> **EXCERPT PROVIDED**
Point of View: Allegra Pesenti

Best known for transforming empty spaces into solid masses, the British artist Rachel Whiteread, 46, rose to stardom in the 1990s with her ethereal resin casts. Now her two-dimensional pieces are getting their first airing in "Rachel Whiteread: Drawings," on view at the Hammer Museum, in Los Angeles, from January 31 through May 3. Featuring works on paper, sculpture and other objects spanning more than two decades, the show will travel from L.A. to Dallas’s Nasher Sculpture Center and then the Tate Britain in London. Its curator, Allegra Pesenti, of the Hammer Museum, spoke with Andrew Russeth.

"Whiteread is thought of as a sculptor, but it’s never been disclosed that drawing is actually a vital part of her practice. In her studio, she even has two separate rooms — one for sculpting, one for drawing — and she works in the two mediums in parallel, though independently. In the case of her Water Tower (1998), for instance, she used drawings to show how to cast the work, transport it and color the resin, but she also drew very beautiful images of it on top of photographs of the building against the skyline.

"These drawings serve as her intimate diary. Many of her site-specific works have been destroyed, like House (1993), or displaced, like Plinth (2001), which once stood in Trafalgar Square, so her drawings can help trace her career development. While visiting her London studio in preparation for this exhibition, I learned that she accumulates found objects that inform her work, ranging from sticks to dental casts to shoe stretchers, many of which she picked up on trips with her father, who was a geography teacher.

> **DATA PROVIDED**

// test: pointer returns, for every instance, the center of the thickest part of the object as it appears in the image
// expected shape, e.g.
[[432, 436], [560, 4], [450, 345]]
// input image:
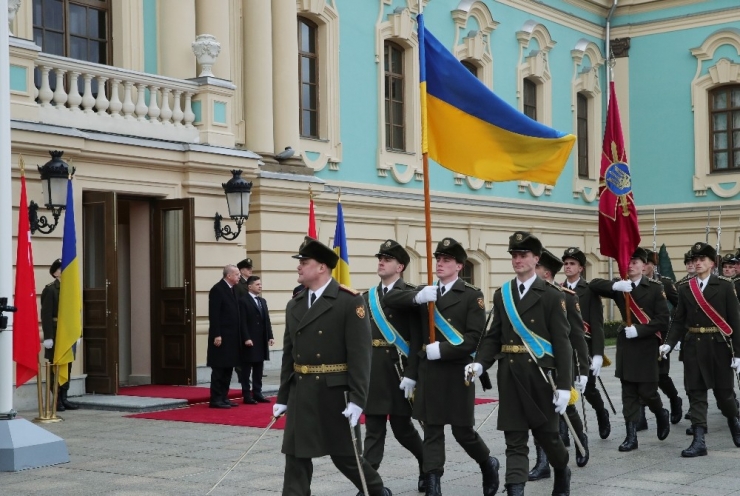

> **DIRECTIONS FOR THIS TASK**
Write out, word for word, the part of the Rachel Whiteread interview above that begins with "Point of View: Allegra" and ends after "with Andrew Russeth.".

> **RESPONSE**
Point of View: Allegra Pesenti

Best known for transforming empty spaces into solid masses, the British artist Rachel Whiteread, 46, rose to stardom in the 1990s with her ethereal resin casts. Now her two-dimensional pieces are getting their first airing in "Rachel Whiteread: Drawings," on view at the Hammer Museum, in Los Angeles, from January 31 through May 3. Featuring works on paper, sculpture and other objects spanning more than two decades, the show will travel from L.A. to Dallas’s Nasher Sculpture Center and then the Tate Britain in London. Its curator, Allegra Pesenti, of the Hammer Museum, spoke with Andrew Russeth.